Goal: Copy out every item below word for word, leaving out the pictures.

Exercise material:
— BEGIN —

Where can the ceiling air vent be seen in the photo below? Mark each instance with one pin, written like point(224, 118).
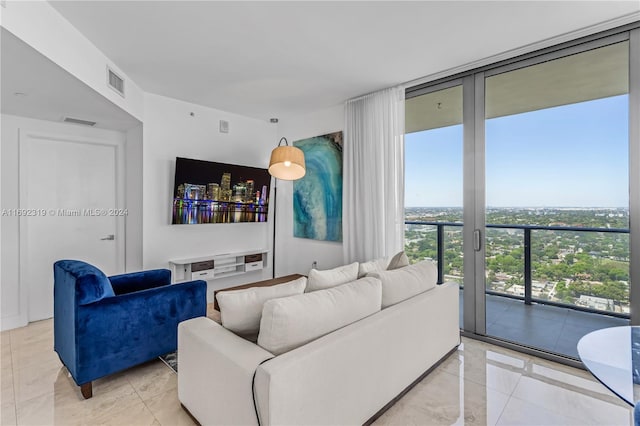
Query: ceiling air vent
point(115, 81)
point(78, 121)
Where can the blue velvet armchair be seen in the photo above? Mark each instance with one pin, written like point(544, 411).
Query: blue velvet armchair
point(106, 324)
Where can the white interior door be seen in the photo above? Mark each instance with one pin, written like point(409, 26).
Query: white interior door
point(68, 191)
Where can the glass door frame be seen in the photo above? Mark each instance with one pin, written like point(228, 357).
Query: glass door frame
point(473, 87)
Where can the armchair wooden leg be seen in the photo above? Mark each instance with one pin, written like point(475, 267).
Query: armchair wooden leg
point(86, 390)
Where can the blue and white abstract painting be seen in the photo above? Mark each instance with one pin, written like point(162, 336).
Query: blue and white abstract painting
point(317, 197)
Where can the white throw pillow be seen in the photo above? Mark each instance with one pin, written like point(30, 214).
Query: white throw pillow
point(241, 310)
point(319, 280)
point(376, 265)
point(290, 322)
point(401, 284)
point(398, 261)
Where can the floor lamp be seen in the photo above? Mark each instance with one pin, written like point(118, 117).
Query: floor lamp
point(287, 163)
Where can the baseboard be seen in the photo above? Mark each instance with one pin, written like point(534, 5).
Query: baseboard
point(14, 321)
point(408, 388)
point(190, 415)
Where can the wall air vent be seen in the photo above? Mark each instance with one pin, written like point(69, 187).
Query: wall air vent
point(115, 81)
point(78, 121)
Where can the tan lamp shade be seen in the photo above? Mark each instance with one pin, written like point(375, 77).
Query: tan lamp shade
point(287, 163)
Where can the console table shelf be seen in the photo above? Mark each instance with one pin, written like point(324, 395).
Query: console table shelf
point(218, 266)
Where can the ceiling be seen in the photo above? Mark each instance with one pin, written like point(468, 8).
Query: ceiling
point(33, 86)
point(276, 59)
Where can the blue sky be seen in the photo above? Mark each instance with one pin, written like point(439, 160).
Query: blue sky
point(568, 156)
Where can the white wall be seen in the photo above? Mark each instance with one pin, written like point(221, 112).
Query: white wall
point(13, 303)
point(38, 24)
point(133, 179)
point(169, 132)
point(295, 255)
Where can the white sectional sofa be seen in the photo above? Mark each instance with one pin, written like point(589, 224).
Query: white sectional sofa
point(348, 376)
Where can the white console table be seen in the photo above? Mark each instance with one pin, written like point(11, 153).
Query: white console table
point(216, 266)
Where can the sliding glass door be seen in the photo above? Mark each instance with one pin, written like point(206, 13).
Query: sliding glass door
point(433, 180)
point(519, 184)
point(557, 197)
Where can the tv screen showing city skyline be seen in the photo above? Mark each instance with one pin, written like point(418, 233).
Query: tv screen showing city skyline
point(210, 192)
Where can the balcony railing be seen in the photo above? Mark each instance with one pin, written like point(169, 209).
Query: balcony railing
point(527, 298)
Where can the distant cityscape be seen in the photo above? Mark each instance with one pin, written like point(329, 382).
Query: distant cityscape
point(588, 269)
point(220, 202)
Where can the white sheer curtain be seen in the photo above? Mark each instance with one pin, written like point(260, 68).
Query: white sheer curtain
point(373, 185)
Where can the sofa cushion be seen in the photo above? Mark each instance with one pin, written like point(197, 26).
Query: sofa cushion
point(240, 310)
point(290, 322)
point(398, 261)
point(319, 280)
point(401, 284)
point(376, 265)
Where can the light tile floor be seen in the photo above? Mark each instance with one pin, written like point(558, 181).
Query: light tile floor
point(480, 384)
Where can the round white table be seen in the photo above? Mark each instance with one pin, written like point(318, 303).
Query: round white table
point(612, 355)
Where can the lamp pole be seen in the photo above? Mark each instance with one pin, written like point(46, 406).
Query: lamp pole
point(286, 163)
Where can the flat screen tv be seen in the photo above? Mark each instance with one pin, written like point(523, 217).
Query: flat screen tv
point(208, 192)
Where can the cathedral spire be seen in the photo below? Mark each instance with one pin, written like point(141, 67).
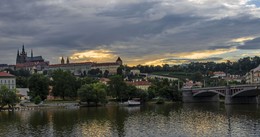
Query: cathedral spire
point(62, 60)
point(68, 61)
point(23, 49)
point(31, 53)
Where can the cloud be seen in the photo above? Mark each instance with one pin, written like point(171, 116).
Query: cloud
point(137, 30)
point(251, 44)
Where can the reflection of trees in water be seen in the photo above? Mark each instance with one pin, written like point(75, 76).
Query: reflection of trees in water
point(8, 120)
point(163, 109)
point(65, 122)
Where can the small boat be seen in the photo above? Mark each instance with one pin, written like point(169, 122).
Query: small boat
point(133, 103)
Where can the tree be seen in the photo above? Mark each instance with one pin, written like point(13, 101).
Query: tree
point(117, 87)
point(39, 86)
point(95, 92)
point(21, 82)
point(197, 76)
point(8, 97)
point(106, 73)
point(64, 84)
point(119, 70)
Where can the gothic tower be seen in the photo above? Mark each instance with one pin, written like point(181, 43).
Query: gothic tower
point(119, 61)
point(62, 60)
point(68, 61)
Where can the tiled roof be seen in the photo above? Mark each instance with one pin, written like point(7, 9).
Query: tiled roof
point(4, 74)
point(138, 83)
point(71, 64)
point(30, 64)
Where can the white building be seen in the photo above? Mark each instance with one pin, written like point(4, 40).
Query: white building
point(75, 68)
point(144, 85)
point(253, 76)
point(219, 74)
point(111, 67)
point(162, 77)
point(7, 80)
point(23, 93)
point(135, 71)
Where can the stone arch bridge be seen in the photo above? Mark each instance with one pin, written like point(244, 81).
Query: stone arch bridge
point(237, 94)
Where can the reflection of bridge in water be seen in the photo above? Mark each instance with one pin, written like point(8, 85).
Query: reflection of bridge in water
point(233, 94)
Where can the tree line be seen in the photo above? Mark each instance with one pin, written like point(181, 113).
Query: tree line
point(239, 67)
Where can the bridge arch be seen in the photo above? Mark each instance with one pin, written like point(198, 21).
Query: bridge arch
point(247, 92)
point(207, 93)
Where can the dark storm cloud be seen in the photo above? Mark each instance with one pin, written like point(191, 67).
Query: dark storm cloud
point(193, 60)
point(251, 44)
point(130, 28)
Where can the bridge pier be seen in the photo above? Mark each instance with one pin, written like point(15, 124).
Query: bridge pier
point(187, 97)
point(239, 99)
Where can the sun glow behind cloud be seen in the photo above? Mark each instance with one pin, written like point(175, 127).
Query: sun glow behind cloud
point(242, 39)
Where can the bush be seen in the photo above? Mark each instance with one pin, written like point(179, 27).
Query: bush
point(37, 100)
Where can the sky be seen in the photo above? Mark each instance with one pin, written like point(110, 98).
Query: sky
point(146, 32)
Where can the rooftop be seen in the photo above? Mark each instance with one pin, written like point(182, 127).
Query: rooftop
point(4, 74)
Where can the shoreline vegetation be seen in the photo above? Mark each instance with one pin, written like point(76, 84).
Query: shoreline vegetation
point(70, 105)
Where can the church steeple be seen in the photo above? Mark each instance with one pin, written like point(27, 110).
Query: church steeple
point(31, 53)
point(23, 51)
point(68, 61)
point(18, 57)
point(62, 60)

— END —

Full response:
Where can the ceiling air vent be seen in the photo below? Mark each instance with one pin, written like point(224, 118).
Query: ceiling air vent
point(115, 81)
point(78, 121)
Where can the blue velvet armchair be seen in the photo above? Mark each instance with one pin, written like point(544, 411).
Query: blue velvet armchair
point(106, 324)
Where can the white interior door be seen in the photo above? Mark each instance with one pin, written like point(409, 26).
Query: white interior door
point(68, 191)
Where can the glass door frame be seen in the photo above? Mark each instance with one pin, written like point(228, 357).
Query: glass door frame
point(473, 87)
Where can the armchair wooden leg be seen in the photo above? Mark each instance with one pin, written like point(475, 267).
Query: armchair wooden leg
point(86, 390)
Where can the blue and white abstract painting be seen in the photo above? Mark each instance with one pin, written like point(162, 336).
Query: blue and white abstract painting
point(317, 197)
Where can the white throw pillow be seen in the photo above? Mark each instance with one pin, written like point(30, 214).
Query: white throw pillow
point(241, 310)
point(319, 280)
point(376, 265)
point(290, 322)
point(401, 284)
point(398, 261)
Where can the floor lamp be seen in the photo above? Mark each instance with one pin, written like point(118, 117).
Query: floor lamp
point(287, 163)
Where can the baseboard be seen in the photo above? Mark each instance with one pin, written like point(534, 5).
Query: baseboard
point(14, 321)
point(408, 388)
point(190, 415)
Where can the wall air vent be seen in the photo above? Mark each instance with one pin, written like point(69, 187).
Query: wall air vent
point(115, 81)
point(78, 121)
Where can the tan lamp shade be seen in the photo above? Mark each instance with one pin, written like point(375, 77).
Query: tan lamp shade
point(287, 163)
Where can the console table shelf be seen in the photo above? Mark each instance with one pin, written like point(324, 395).
Query: console table shelf
point(218, 266)
Where can the ceiling be seen in the photo above? Mark each instance with one pin, written like point(468, 8).
Query: ceiling
point(33, 86)
point(276, 59)
Where can the blue sky be seen in the photo above? Mark each instance with one pin, written like point(439, 160).
Query: blue sky
point(568, 156)
Where can the white wall be seen in the photo above? Mark each instance with one pin, written like point(221, 112).
Query: white wall
point(13, 303)
point(38, 24)
point(133, 179)
point(169, 132)
point(295, 255)
Where can the white sectional sofa be seen in the photo above? Mark each instance with one pin, written like point(589, 224).
Query: white sectional sofa
point(348, 376)
Where can the white console table be seen in the photo above? Mark each instance with one pin, written like point(11, 153).
Query: white console table
point(216, 266)
Where can the sliding glass door be seen in the photo above? Mark each instance with one pin, written like point(206, 13).
Query: sliding glass door
point(433, 180)
point(519, 184)
point(557, 197)
Where can the tv screen showing city skyline be seen in the photo above? Mark each instance with one pin, written like point(418, 233).
Query: tv screen showing city skyline
point(210, 192)
Where can the balcony railing be seen in the photo above? Mark each instance with one pin, written like point(169, 209).
Query: balcony railing
point(527, 298)
Where can the distant cityscape be seen in the photo above? Mark each instance with one pin, written like point(329, 382).
Query: distant cityscape
point(588, 269)
point(220, 202)
Where can the white sheer curtain be seen in the photo above? Mark each instance with one pin, written like point(260, 68).
Query: white sheer curtain
point(373, 185)
Where can the sofa cushion be seen in the photo above? Mark each instance with one pin, written like point(197, 26).
Query: sofa cushion
point(240, 310)
point(290, 322)
point(398, 261)
point(319, 280)
point(401, 284)
point(376, 265)
Where can the light tile floor be seen in the photo above? Mark each instance with one pin, written like point(558, 181).
Query: light tile floor
point(480, 384)
Where can the round white table be seen in the photo above? Mark each instance with one pin, written like point(318, 303).
Query: round white table
point(612, 355)
Where can the lamp pole be seen in the photo above? Mark each instance with one pin, written like point(46, 406).
Query: lamp pole
point(286, 163)
Where can the flat screen tv be seen in the photo above? Mark each instance with one pin, written like point(523, 217).
Query: flat screen tv
point(208, 192)
Where can the cathedral spire be seen in the photo below? Mark each instance with one pin, written like point(141, 67).
Query: cathedral spire
point(62, 60)
point(68, 61)
point(23, 49)
point(31, 53)
Where can the cloud be seen in the photo above? Mark each instance with one pin, written like point(171, 116).
Query: cloud
point(137, 30)
point(251, 44)
Where can the reflection of trees in water be seen in the photo above? Mark each instance with one pin, written like point(75, 76).
Query: reflection of trees in water
point(8, 120)
point(163, 109)
point(65, 122)
Where can the small boat be seen in the photo above? Mark each instance with one pin, written like point(169, 122).
Query: small boat
point(133, 103)
Where can the tree be seen in the photo above? Mark each instance with one pin, written like point(13, 101).
Query: tree
point(117, 87)
point(39, 86)
point(95, 92)
point(21, 82)
point(197, 76)
point(8, 97)
point(106, 73)
point(64, 84)
point(119, 70)
Where can the gothic tower be seen in the photo above? Mark each instance with one pin, written like point(181, 43).
Query: gothic tower
point(119, 61)
point(62, 60)
point(68, 61)
Where can the tiled roof be seen in the photo above? Mark each instance with one pin, written like point(7, 9).
Query: tiled roof
point(4, 74)
point(138, 83)
point(71, 64)
point(30, 64)
Where can the white building be seen in the photo above? Mark each instance with one pin, written like point(4, 40).
Query: white building
point(75, 68)
point(144, 85)
point(253, 76)
point(219, 74)
point(111, 67)
point(162, 77)
point(7, 80)
point(23, 93)
point(135, 71)
Where can the stone arch bridge be seen in the photo above? Mark each instance with one pin, written like point(244, 81).
Query: stone arch bridge
point(237, 94)
Where can the reflection of bridge in water be seen in the photo above? Mark each instance with one pin, written like point(8, 85).
Query: reflection of bridge in water
point(233, 94)
Where can the tree line be seen in the photo above? Mark each instance with one pin, written like point(181, 113).
Query: tree line
point(239, 67)
Where can the bridge arch be seen in the photo above? Mark each instance with one pin, written like point(198, 21).
Query: bridge arch
point(247, 92)
point(207, 93)
Where can the dark storm cloud be seen in the photo above? Mark each instance with one pin, written like point(191, 67).
Query: dark storm cloud
point(193, 60)
point(251, 44)
point(130, 28)
Where can the bridge pier be seen in the photo above? Mark each instance with one pin, written like point(15, 124).
Query: bridge pier
point(187, 97)
point(239, 99)
Where can the sun glow behind cloud be seen in the photo above? Mark each instance with one pin, written like point(175, 127).
Query: sun glow behind cloud
point(242, 39)
Where can the bush be seen in the photo above? Mark each instance with one pin, written like point(179, 27).
Query: bush
point(37, 100)
Where can the sky be seen in the photo above? Mark each instance with one pin, written like point(110, 98).
Query: sky
point(146, 32)
Where can the rooftop be seen in the photo above? Mark each instance with one pin, written like point(182, 127).
Query: rooftop
point(4, 74)
Where can the shoreline vegetation be seen in the photo above? Mark each instance with one pin, written like point(76, 84).
Query: shoreline vegetation
point(70, 105)
Where can the church steeple be seen in the photo above? Mark each instance with one pin, written like point(27, 110).
Query: church steeple
point(31, 53)
point(23, 51)
point(68, 61)
point(18, 57)
point(62, 60)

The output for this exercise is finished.